-- ENTRIES SUPPLIED start --

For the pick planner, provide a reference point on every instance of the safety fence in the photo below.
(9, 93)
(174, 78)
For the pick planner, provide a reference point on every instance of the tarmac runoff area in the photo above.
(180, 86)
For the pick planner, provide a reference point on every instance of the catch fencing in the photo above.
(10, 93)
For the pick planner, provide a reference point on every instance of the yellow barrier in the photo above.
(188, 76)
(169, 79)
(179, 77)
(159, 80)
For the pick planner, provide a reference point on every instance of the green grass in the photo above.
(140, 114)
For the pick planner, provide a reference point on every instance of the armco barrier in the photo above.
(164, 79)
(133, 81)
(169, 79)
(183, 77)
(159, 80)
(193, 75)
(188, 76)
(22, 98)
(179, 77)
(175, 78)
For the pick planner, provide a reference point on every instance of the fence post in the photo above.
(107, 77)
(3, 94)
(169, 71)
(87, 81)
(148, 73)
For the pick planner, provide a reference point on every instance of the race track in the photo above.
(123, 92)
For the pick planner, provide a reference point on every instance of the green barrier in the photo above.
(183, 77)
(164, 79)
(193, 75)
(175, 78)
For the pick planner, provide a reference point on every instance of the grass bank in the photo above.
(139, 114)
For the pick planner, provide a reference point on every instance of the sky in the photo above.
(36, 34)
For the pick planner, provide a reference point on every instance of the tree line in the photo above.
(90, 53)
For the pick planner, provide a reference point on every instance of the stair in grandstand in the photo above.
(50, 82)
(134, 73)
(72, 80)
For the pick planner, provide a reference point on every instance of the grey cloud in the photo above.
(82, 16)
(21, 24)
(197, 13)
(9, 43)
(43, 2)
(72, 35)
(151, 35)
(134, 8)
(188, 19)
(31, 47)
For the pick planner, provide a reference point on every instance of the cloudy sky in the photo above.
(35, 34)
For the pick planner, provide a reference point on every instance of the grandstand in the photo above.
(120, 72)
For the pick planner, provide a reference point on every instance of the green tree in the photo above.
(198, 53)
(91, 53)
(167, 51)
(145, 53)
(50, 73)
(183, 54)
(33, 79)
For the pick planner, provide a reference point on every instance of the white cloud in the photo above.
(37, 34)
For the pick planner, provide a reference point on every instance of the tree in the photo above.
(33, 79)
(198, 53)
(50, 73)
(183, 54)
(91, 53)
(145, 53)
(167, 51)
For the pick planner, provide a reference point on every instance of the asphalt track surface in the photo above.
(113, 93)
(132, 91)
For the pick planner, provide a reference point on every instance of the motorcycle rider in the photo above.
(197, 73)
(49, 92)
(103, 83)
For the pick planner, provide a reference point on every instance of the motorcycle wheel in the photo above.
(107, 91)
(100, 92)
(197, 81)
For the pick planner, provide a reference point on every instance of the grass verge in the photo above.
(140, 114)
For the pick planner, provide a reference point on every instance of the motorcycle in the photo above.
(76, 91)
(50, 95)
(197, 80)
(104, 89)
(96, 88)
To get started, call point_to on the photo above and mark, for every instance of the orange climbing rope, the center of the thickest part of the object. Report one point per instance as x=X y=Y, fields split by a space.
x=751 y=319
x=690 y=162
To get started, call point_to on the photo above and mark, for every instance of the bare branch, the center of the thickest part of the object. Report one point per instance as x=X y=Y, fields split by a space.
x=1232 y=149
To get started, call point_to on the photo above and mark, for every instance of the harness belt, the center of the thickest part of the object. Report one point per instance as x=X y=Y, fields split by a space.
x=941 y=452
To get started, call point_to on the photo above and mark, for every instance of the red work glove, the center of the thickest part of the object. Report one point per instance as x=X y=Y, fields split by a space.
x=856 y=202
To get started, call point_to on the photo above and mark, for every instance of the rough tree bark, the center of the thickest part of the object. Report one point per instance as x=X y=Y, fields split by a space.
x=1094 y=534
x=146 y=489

-- ENTRIES SUPPLIED end --

## TASK DIRECTIONS
Take the line with "of the harness" and all lines after it through the end of the records, and write them out exactly; include nothing else.

## RESULT BELOW
To get started, call point_to on the photo above and mark, for every instance of the harness belt, the center of the thickest part of the object. Report one point per instance as x=X y=Y, fields split by a space.
x=941 y=452
To get started, call point_to on the photo above and mark, for every instance of the red work glove, the center of the thickest part of the object. Report one point per instance as x=X y=Y, fields split by a space.
x=856 y=202
To get started, call point_to on the photo above and mark, for every instance of the rough tree bark, the center of the thickest part of the object. Report one point per instance as x=X y=Y, fields split by a space.
x=1094 y=534
x=146 y=489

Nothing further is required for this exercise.